● Stated task
Rewrite all of the rows below, changing every "in this photo" to "in this image" and keeping everything else the same. Leave the pictures out of your version.
====== Material provided
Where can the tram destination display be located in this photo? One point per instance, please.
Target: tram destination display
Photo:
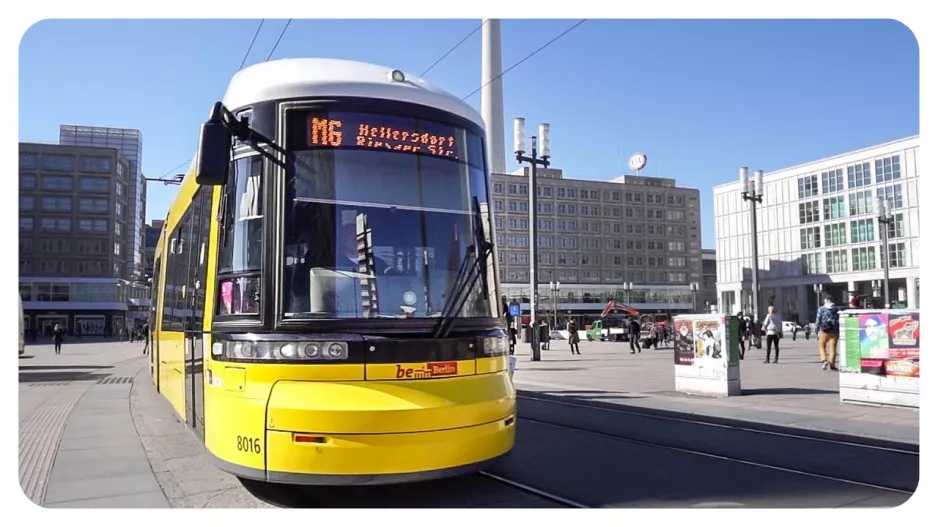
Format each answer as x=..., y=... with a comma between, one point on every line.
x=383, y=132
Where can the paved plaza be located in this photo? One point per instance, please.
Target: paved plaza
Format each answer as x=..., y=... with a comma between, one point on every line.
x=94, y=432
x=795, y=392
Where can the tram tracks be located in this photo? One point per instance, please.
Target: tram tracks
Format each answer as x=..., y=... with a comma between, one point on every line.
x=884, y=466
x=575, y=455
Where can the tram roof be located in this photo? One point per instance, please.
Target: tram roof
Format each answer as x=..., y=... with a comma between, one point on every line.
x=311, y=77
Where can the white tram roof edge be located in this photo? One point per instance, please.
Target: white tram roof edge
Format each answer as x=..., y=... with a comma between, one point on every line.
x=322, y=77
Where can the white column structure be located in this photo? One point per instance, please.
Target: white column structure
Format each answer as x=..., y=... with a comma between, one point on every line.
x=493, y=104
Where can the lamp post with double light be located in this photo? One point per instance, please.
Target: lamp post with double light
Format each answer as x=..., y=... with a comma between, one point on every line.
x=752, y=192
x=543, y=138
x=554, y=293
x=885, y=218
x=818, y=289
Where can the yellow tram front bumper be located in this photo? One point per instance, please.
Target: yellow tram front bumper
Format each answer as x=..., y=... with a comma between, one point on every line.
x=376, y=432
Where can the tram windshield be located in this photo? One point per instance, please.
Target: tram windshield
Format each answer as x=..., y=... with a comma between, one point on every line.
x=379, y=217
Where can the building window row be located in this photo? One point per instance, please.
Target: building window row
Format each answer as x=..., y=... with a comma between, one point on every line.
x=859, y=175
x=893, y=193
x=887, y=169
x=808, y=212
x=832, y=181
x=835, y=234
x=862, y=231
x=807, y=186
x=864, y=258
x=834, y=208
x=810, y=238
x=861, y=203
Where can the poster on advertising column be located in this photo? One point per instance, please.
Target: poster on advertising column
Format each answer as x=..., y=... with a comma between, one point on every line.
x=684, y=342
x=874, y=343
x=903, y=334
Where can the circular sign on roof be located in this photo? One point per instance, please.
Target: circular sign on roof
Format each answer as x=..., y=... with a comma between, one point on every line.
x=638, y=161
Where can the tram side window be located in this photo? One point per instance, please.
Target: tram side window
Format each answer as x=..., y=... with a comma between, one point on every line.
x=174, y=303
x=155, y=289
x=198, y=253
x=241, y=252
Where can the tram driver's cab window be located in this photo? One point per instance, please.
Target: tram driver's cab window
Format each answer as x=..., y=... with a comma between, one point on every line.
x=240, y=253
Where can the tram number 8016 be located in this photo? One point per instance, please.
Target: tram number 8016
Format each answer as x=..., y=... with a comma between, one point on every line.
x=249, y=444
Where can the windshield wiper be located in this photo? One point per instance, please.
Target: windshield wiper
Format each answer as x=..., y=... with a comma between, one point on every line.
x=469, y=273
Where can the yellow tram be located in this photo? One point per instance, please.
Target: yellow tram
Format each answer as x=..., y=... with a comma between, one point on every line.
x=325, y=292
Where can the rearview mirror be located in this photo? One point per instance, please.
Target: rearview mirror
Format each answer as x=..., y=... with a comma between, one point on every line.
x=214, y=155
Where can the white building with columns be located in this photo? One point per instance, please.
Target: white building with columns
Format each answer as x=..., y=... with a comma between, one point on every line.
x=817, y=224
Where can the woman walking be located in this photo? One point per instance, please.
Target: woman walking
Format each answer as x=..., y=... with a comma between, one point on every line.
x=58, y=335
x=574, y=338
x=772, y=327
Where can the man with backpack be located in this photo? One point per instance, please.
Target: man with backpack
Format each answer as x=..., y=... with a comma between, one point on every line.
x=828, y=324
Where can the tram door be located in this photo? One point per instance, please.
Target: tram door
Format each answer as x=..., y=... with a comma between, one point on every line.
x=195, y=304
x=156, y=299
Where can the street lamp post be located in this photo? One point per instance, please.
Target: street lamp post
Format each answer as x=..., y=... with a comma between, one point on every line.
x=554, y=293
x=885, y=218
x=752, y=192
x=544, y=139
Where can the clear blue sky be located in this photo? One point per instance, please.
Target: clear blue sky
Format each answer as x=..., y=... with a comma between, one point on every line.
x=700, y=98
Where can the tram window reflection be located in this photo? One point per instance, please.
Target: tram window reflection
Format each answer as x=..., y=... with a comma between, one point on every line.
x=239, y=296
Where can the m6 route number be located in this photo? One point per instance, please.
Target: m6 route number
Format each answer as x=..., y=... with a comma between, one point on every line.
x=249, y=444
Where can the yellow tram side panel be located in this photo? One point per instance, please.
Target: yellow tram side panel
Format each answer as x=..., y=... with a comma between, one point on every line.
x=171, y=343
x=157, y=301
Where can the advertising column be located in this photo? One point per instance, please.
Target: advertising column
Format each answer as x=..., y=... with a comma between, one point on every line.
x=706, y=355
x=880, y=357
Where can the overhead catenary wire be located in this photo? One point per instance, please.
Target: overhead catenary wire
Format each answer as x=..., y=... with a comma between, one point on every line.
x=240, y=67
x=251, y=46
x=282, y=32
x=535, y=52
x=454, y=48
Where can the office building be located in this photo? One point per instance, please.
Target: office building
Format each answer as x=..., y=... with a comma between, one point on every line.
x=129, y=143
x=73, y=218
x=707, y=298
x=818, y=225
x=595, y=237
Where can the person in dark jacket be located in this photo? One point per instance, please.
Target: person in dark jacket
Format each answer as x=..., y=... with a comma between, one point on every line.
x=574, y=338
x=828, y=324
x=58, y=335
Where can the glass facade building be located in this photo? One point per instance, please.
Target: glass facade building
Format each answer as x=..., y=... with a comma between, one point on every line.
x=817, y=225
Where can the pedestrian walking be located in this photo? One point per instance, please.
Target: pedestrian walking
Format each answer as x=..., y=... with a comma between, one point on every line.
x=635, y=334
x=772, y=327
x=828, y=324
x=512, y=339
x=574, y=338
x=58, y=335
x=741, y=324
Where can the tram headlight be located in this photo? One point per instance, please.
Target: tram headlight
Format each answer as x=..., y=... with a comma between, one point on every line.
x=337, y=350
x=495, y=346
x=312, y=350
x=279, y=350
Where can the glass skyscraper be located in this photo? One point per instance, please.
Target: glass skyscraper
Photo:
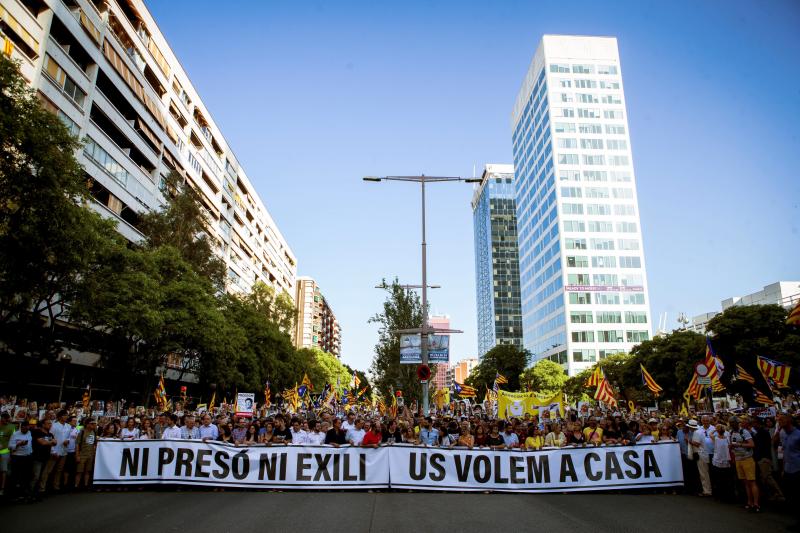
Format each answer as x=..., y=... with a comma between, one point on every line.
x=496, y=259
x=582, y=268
============
● Complete output
Where can the tram destination display be located in this image? One point per instance, please.
Target: tram destination display
Photo:
Format each answer as x=..., y=... with a comma between, one point on every line.
x=383, y=132
Where can the paved plaza be located in this image? One point per instance, please.
Target: paved plaza
Format each answer as x=..., y=... with a comma between, one point on every line.
x=94, y=432
x=795, y=392
Where can the tram tracks be located in this image? One point per instance, please.
Target: tram tracks
Format each answer as x=..., y=... with a comma between, one point on every line.
x=884, y=466
x=575, y=455
Where can the tram roof be located in this image? One point per instance, please.
Target: tram roof
Format each answer as x=..., y=... with a comma between, one point on every line.
x=311, y=77
Where can the white tram roof edge be located in this image? One point per instance, please.
Target: white tram roof edge
Format each answer as x=..., y=... with a comma between, one point on every line.
x=322, y=77
Where can the white column structure be located in this image? One point per instance, please.
Target: white column structure
Format each answer as x=..., y=... with a comma between, one point on every line.
x=493, y=104
Where can the lamp post with double light be located in this image? One point per instance, please.
Target: lamp post with double light
Format each answer as x=..., y=... with a comma between, one point on every line.
x=752, y=192
x=543, y=138
x=554, y=293
x=885, y=218
x=818, y=289
Where can the yellow tram front bumper be located in this image? One point per instance, please.
Target: yellow tram front bumper
Format each answer as x=..., y=... with a comma between, one point on every line.
x=376, y=432
Where can the tram windshield be located in this image? One point per instance, please.
Target: tram windshield
Format each answer as x=..., y=... with a comma between, one point on every line.
x=379, y=217
Where can the building window row be located in this image? One point per instance, please.
Target: building window row
Format each answer as x=..., y=... with a comma between, one point on every line.
x=859, y=175
x=893, y=193
x=887, y=169
x=808, y=212
x=832, y=181
x=835, y=234
x=862, y=231
x=807, y=186
x=864, y=258
x=834, y=208
x=810, y=238
x=861, y=203
Where can the poster on advertising column be located in this image? One point per instance, please.
Target: poster on advertising column
Format each answer as x=..., y=... with a comma between, one point on every line.
x=684, y=342
x=874, y=343
x=903, y=334
Where can the circular sign on roof be located in this image? One point per instance, please.
Target: circular sign on roof
Format each answer as x=..., y=... with a comma between, one point on every line.
x=638, y=161
Where can the tram side window be located in this image? One point per instance, please.
Target: tram side window
Format each answer as x=..., y=... with a comma between, one point on every line.
x=174, y=303
x=155, y=289
x=198, y=253
x=241, y=252
Where can the tram driver's cab window be located in this image? One point per instance, please.
Target: tram driver's cab window
Format each answer as x=..., y=... with a comma between, one point on every line.
x=240, y=253
Where can the tram number 8016 be located in this image? One point per instance, please.
Target: tram number 8016
Format each answer as x=..., y=... with a comma between, one point on every line.
x=249, y=444
Where can the windshield wiper be located in this image? One point per instance, please.
Target: windshield wiper
Format each answer as x=..., y=... with a comma between, one point on every line.
x=469, y=273
Where can the yellow tram be located in this image? One point per instance, please.
Target: yellow tram
Format each answer as x=..., y=... with a comma between, one point on every line.
x=325, y=292
Where can the rearview mirror be located in this image? One point per instance, please.
Target: rearview mirror
Format each answer as x=..., y=... with a comma between, one point on every line.
x=214, y=155
Where can the white building with columns be located in this image? One point per instance, please.
Target: white building with columns
Format each answer as x=..., y=... with a comma between, one point on every line.
x=817, y=224
Where can the woman walking be located in this image? One point per instance, please.
Target: woman walking
Format each answer as x=..., y=... with a comma between, one point on every line.
x=58, y=335
x=574, y=338
x=772, y=327
Where can the man with backpack be located in this image? One point per instance, please.
Target: man with backpack
Format each answer as x=..., y=... with a comma between, one point on every line.
x=828, y=324
Where can the tram door be located in this image? One point per instance, please.
Target: tram door
Format each answer as x=..., y=... with a comma between, one point on every line.
x=195, y=304
x=156, y=299
Where can the street lamp post be located in this image? One point per instance, please.
Target: street lamp post
Format each answer as x=..., y=... with a comma between, one point on every line.
x=554, y=293
x=885, y=218
x=752, y=192
x=544, y=139
Where can the clear blue sky be located in this image? One point per instance, please.
Target: clear blue sky
Format each answer as x=..., y=... with a comma between, one point on every line.
x=700, y=98
Where can the tram window reflection be located in this image? One point per instance, please.
Target: tram window reflection
Format each answer as x=..., y=... with a comma between, one point on every line.
x=239, y=296
Where can the m6 route number be located in this image? One point per instance, please.
Target: m6 route number
Format each answer as x=..., y=... with a comma between, one point on every line.
x=249, y=444
Where can the yellow tram side panel be located in this image? One point per instance, please.
Target: yellow tram side panel
Format each answer as x=..., y=... with a comma between, one point on every line.
x=171, y=343
x=157, y=301
Where can the advertising column be located in this image? One point per instance, please.
Target: advertising column
Format each answer as x=..., y=... with a comma between, one point on every line.
x=706, y=355
x=880, y=357
Where can the overhead catenary wire be located in this image? One point per instance, please.
Target: overhead catenary wire
Format each answer as x=..., y=... with a comma between, one point on every line.
x=240, y=67
x=251, y=46
x=282, y=32
x=535, y=52
x=454, y=48
Where can the office building be located in this image? One point per instance, please.
Target: office building
Format each answer as x=..., y=... with a comma between, one point on every line.
x=129, y=143
x=73, y=218
x=707, y=298
x=818, y=225
x=595, y=237
Where can the person in dark jacket be located in this image? One point per instance, please.
Target: person in dark jacket
Format each answer as x=..., y=... with a comma between, one point on every line.
x=574, y=338
x=828, y=324
x=58, y=335
Where can the glass facade building be located in this image? One point per instance, please.
Target: glass facade building
Format each answer as x=..., y=... with a comma between, one point on every line.
x=817, y=225
Where can the pedestrian walking be located in this image? One point per instance, please.
Target: pedestrian walking
Format each answer as x=..., y=... with a comma between, one point on every line.
x=635, y=334
x=772, y=327
x=828, y=324
x=512, y=339
x=574, y=338
x=58, y=335
x=741, y=324
Where can the tram headlight be located in this image? One point per instance, please.
Target: tram headlight
Format each answer as x=..., y=... with a comma between, one point on every line.
x=337, y=350
x=495, y=346
x=312, y=350
x=279, y=350
Where can the glass skyscraper be located in this image? One point per instance, please.
Target: glass skyscraper
Photo:
Format each answer as x=..., y=... with a comma between, one point on every line.
x=496, y=259
x=582, y=268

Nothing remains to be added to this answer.